• About this task: Lines from the one with "Could you please annotate the blurred" through the end of the records, and no others, are what the answer should contain, copied exactly; please keep pictures out.
***** Supplied records *****
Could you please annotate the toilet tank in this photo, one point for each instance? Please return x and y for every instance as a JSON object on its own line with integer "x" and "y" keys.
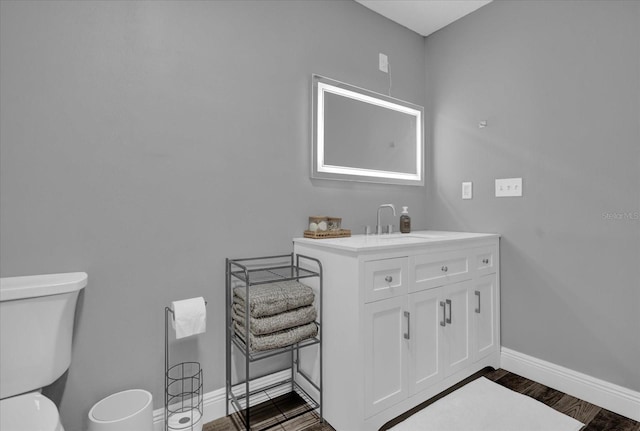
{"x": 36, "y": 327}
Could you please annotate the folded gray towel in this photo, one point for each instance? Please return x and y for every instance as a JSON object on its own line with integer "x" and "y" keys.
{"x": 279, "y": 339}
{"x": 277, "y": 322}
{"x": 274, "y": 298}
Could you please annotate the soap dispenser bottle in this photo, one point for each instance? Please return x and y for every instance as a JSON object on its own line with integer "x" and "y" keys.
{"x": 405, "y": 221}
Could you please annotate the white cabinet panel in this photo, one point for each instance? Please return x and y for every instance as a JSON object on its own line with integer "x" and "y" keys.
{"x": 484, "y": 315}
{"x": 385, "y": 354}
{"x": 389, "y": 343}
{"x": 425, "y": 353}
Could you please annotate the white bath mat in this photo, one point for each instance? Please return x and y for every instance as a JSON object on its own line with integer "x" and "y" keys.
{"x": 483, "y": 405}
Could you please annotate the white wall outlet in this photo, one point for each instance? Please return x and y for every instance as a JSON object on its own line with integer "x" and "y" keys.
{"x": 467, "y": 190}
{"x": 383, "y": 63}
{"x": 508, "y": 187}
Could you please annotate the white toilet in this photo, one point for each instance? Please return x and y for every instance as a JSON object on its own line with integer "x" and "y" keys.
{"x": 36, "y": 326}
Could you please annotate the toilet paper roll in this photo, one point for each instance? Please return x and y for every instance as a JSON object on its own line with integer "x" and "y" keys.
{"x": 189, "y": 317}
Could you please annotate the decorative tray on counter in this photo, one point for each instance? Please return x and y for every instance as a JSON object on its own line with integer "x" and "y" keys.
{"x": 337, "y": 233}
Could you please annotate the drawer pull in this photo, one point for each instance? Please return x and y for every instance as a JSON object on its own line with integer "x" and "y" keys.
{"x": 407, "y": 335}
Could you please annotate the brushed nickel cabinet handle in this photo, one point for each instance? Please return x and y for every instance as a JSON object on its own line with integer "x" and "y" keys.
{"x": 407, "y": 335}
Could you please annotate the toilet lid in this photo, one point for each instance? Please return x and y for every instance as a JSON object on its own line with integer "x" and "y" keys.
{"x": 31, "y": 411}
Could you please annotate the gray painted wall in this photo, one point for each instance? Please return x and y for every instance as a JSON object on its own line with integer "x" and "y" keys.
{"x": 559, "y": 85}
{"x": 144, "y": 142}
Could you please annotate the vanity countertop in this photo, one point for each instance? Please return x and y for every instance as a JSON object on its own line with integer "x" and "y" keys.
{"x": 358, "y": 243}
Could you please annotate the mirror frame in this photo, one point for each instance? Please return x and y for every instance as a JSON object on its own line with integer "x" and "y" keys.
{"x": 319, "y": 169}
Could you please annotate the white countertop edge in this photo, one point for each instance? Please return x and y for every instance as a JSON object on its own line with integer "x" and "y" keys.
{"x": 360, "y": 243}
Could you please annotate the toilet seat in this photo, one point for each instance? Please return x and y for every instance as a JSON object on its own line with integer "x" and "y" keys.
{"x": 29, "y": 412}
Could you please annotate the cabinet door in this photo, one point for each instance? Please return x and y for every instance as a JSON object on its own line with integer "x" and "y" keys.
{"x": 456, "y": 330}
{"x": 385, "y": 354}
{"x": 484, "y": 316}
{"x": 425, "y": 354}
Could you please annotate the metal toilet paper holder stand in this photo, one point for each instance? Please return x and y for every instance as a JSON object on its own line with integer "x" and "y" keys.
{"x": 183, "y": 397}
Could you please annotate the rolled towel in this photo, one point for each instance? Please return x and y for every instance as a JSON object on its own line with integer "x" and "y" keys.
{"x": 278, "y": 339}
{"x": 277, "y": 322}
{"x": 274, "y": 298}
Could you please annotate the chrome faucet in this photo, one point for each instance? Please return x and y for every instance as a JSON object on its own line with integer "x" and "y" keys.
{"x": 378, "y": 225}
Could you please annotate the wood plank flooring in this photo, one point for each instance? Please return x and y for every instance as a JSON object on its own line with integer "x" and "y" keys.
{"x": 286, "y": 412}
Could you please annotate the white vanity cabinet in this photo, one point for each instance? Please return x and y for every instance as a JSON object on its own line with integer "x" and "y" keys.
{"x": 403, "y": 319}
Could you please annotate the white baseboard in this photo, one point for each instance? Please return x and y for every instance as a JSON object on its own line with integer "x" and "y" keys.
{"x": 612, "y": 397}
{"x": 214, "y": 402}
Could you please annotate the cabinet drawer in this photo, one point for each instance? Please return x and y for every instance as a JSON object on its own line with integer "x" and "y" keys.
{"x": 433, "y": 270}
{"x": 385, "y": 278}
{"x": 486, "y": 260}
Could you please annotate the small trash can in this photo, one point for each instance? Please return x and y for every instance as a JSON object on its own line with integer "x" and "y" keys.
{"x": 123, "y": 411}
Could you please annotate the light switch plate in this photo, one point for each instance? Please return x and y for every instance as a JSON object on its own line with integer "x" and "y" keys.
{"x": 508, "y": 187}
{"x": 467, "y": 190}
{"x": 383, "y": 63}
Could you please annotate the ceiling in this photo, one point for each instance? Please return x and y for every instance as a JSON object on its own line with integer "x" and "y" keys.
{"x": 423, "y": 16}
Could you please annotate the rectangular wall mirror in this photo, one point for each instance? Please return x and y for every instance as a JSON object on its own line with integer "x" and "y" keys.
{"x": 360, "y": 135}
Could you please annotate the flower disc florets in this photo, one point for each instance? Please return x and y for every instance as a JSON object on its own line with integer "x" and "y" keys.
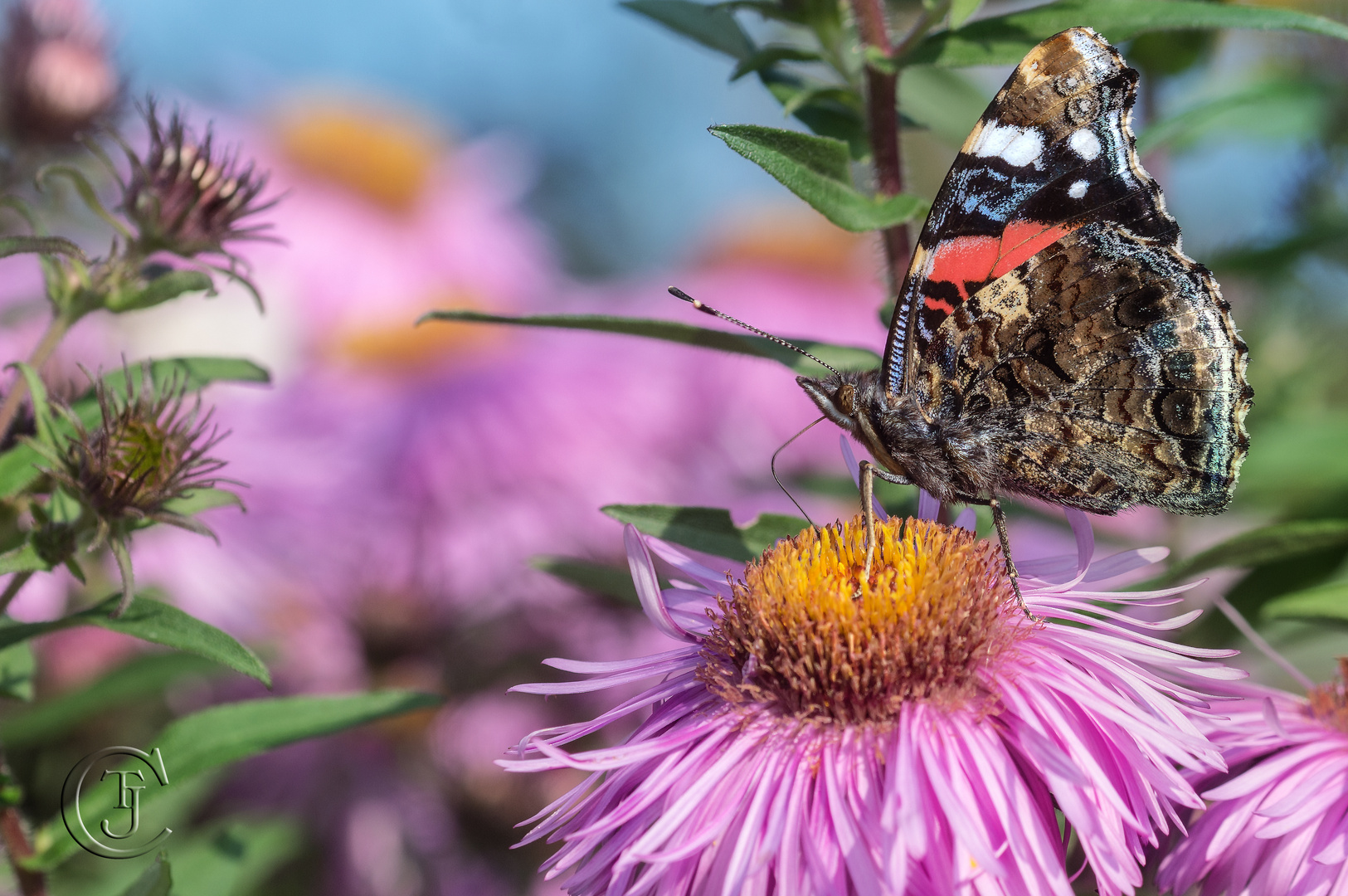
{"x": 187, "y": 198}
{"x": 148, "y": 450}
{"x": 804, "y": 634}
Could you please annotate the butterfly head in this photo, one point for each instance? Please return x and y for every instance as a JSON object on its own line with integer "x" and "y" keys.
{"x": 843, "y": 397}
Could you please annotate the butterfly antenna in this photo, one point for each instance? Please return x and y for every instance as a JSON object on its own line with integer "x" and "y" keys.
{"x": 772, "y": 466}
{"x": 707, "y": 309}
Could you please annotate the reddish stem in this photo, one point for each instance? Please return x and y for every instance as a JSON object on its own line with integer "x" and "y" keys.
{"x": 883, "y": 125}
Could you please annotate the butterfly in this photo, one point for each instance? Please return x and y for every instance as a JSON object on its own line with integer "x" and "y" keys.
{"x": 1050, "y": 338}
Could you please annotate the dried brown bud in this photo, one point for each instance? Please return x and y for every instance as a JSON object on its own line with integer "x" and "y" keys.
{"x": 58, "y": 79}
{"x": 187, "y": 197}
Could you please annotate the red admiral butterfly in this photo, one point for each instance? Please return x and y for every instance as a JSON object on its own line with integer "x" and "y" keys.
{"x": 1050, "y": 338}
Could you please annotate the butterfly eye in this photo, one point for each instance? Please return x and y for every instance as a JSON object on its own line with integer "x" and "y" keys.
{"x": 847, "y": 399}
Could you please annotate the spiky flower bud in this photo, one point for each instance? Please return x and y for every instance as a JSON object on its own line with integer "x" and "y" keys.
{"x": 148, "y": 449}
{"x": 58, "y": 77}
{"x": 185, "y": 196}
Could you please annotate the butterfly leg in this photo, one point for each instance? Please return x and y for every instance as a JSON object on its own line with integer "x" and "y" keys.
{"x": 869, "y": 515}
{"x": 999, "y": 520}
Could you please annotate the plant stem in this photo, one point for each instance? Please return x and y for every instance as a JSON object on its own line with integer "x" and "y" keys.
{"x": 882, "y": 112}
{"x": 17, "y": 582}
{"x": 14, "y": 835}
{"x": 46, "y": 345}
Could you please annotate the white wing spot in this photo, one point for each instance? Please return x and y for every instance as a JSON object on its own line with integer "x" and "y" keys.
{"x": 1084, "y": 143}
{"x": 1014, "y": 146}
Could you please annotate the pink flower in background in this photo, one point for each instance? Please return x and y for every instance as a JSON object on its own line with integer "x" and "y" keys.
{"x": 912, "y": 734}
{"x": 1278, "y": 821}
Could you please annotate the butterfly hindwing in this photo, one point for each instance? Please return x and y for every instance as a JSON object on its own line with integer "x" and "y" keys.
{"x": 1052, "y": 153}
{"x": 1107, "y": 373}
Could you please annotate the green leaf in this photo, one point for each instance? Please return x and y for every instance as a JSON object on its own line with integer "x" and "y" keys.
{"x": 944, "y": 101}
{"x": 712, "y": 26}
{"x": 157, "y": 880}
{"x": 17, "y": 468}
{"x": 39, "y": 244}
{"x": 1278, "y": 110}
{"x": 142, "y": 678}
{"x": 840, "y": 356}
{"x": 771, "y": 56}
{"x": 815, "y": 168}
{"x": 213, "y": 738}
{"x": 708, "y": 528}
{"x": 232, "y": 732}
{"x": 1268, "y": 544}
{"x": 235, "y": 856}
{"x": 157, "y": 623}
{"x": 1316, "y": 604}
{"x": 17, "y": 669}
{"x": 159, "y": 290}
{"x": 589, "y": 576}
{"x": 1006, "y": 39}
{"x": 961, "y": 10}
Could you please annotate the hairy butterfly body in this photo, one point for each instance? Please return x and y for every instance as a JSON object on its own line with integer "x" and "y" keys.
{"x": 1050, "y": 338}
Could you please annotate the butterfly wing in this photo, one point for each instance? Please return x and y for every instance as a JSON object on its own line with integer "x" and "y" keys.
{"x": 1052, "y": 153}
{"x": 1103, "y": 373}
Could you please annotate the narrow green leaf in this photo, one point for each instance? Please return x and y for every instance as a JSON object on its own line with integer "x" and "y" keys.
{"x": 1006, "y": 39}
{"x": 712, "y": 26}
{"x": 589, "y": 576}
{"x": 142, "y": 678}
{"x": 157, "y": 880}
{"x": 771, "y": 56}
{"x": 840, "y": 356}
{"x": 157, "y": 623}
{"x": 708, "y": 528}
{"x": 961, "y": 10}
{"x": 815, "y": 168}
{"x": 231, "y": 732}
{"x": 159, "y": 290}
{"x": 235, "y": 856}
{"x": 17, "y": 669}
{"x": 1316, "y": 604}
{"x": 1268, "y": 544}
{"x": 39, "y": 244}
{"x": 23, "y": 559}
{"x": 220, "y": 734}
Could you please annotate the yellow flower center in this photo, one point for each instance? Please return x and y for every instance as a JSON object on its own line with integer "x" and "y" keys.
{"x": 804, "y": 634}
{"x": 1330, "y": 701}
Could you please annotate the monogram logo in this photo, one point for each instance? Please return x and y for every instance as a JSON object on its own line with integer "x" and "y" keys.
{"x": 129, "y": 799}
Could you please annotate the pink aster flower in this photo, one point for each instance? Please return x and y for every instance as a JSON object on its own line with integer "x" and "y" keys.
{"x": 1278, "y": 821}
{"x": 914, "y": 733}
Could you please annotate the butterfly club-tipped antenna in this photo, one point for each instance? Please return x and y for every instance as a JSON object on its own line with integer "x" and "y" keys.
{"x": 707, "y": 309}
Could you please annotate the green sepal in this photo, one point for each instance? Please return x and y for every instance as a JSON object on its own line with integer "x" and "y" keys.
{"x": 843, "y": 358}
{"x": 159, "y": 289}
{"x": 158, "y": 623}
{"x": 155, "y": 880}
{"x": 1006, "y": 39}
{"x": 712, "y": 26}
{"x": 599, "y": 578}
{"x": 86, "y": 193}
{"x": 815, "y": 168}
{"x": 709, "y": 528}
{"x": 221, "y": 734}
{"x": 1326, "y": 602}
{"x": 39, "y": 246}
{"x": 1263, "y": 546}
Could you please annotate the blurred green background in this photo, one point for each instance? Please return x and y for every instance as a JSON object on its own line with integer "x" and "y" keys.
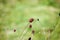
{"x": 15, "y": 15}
*****
• Response to this task:
Could you please annotate the blurred green background in this photo, one point for each instance? Please return x and y for every instance as a JSON object on its own line with integer "x" and "y" keys.
{"x": 15, "y": 15}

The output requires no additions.